> [WHAT IS BEING ASKED]:
According to the article on India's tissue market, what is the market's current growth rate?

> [PAGE TEXT]:
Helen Morris, Senior Editor, Tissue World Magazine
Helen Morris, Senior Editor, Tissue World Magazine

A tissue market growing very quickly, 13.3% at present, with 18 to 20% expected in the coming years. Previously, tissue was seen as a luxury. Now, in different places across the country, you can see that changing dramatically. Society is changing, lifestyle changes are happening.

The pandemic sparked heightened concern over hygiene. The younger generation is demanding product quality and greater choice linked to wider sustainable manufacturing, and easier retail access.

Ashwin J Laddha, Managing Director and Chief Executive of the pioneering Orient Paper Industries, makes all these points and more online from his factory in Kolkata. TWM last visited the factory in 2016, and he stresses fundamental market changes since then – not least the company itself going through a root and branch reassessment of its business model, with much more emphasis placed on value products and closed loop production.

Laddha also outlines agroforestry projects in rural villages, a key area of potential growth as 64% of India’s population of 1,450,935,791 people (1.45 billion for ease of reading) live in rural areas … almost 930m people. 

The company’s advancing eucalyptus plantations are coupled with working across 1,089 villages, home to 450,000 individuals, empowering 90,000 smallholders to improve farming practices. “This isn’t just about ESG; it’s about building vibrant, self-sustaining communities.”

In the west in Sarigam, north of Mumbai, the local Indian market looks “very promising”, with a consistent growth trajectory for Jani Sales Director Abiali Jani. The main source is AfH, the growing demand from institutional consumers through HORECA … but with an extra category in hospitals.

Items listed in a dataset
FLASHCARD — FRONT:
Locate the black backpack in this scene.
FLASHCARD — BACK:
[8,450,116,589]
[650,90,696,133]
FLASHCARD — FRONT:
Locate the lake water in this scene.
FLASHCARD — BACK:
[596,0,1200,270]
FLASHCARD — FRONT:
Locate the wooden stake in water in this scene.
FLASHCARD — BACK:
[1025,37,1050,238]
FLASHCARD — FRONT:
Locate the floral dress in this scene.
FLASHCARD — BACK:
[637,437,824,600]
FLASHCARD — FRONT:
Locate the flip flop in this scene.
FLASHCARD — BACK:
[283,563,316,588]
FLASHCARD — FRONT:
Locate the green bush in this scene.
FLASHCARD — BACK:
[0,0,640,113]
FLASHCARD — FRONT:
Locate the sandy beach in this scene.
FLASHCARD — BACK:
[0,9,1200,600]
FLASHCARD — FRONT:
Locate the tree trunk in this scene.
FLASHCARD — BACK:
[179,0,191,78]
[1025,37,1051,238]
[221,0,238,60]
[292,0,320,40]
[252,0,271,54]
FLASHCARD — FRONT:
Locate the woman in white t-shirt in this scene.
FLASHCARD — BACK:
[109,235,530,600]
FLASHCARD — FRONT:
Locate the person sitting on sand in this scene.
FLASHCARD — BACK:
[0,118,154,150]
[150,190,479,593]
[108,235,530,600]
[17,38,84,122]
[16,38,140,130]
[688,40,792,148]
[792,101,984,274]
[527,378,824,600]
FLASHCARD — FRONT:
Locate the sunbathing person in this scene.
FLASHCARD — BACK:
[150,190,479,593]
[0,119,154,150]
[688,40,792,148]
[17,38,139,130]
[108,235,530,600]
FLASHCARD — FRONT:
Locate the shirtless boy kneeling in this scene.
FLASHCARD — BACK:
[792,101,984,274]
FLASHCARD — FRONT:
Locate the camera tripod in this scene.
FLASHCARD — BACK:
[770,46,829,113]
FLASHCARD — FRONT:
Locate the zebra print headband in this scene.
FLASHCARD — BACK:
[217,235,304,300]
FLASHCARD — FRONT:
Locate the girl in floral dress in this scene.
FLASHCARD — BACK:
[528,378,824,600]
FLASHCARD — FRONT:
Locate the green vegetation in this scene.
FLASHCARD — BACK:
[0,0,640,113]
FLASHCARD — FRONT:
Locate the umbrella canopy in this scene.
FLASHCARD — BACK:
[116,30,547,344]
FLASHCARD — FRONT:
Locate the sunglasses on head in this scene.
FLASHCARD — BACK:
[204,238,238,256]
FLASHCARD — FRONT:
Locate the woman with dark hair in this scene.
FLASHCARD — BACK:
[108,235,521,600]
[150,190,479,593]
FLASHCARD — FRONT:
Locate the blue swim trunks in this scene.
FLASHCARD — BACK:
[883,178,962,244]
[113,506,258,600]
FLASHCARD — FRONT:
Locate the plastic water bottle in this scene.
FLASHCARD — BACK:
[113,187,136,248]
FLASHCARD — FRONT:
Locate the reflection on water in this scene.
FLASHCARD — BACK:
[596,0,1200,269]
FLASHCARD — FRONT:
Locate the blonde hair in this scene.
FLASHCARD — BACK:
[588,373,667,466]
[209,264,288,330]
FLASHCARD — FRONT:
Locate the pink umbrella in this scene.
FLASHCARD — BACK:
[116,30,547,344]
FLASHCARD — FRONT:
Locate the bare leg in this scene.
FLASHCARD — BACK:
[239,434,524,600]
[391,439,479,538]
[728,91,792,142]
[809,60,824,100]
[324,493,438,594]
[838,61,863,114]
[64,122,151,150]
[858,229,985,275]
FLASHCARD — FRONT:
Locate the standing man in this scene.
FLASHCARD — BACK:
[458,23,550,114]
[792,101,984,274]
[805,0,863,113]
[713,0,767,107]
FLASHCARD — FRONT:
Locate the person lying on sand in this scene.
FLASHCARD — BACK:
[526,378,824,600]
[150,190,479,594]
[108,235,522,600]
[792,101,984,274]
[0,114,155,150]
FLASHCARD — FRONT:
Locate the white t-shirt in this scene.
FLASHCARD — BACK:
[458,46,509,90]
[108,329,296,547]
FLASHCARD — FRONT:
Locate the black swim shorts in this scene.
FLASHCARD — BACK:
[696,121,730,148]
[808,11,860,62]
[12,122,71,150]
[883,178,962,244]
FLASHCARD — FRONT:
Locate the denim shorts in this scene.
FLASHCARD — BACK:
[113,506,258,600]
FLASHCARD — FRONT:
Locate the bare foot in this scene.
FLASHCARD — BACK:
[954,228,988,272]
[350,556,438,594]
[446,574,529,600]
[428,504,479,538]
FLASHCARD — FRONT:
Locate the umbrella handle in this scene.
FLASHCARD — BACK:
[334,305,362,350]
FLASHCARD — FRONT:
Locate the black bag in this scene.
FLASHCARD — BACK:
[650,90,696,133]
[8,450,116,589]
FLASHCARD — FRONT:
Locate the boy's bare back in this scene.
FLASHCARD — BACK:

> [OUTPUT]:
13.3%